◆ Short problem
The records below must be copied in full; omit the images.

◆ Records shown
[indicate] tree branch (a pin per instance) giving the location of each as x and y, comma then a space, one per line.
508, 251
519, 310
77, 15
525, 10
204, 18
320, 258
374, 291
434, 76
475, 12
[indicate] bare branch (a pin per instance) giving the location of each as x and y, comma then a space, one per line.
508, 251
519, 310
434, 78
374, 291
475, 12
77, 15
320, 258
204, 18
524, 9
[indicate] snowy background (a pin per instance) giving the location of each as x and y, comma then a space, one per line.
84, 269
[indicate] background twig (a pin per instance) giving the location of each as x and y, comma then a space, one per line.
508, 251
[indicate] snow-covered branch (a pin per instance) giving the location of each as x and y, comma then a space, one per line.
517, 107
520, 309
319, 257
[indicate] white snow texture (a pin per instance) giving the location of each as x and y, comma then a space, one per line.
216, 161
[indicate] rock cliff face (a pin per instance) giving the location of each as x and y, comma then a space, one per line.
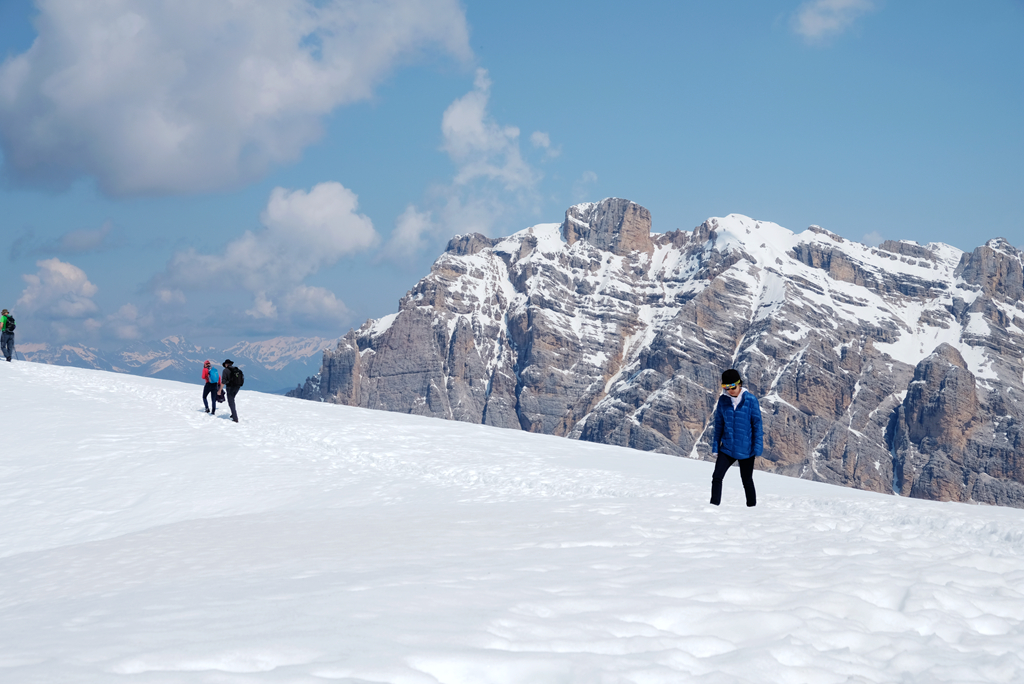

◆ Response to this exercise
[indicate] tree branch (a pin per instance) giving the location of each as x and y, comma then a space, one per line.
508, 251
519, 310
77, 15
525, 10
204, 18
320, 258
374, 291
434, 76
475, 12
[indicate] bare branch (a pin per instance) giving the location of each as x and y, comma then a space, one per line.
508, 251
519, 310
434, 78
374, 291
475, 12
77, 15
320, 258
204, 18
524, 9
[indicate] snowy background (a pin per instance) giving the location of each as x and y, comma then a space, one per line.
84, 269
[indicate] background twig (a pin per instance) giving the location of each as x and y, comma then a space, one per line.
508, 251
[indicate] snow-covered branch (a pin per instance) giving the location of each as x and y, comma then a space, one per line.
517, 107
520, 309
319, 257
[indicate] white snow texture (a pin per instance) giving the location of each as x and y, comma then a space, one per line.
216, 161
[indicate] rock cliff face (a pin per instance) giving the location of each as x and y, comma then a space, one per line.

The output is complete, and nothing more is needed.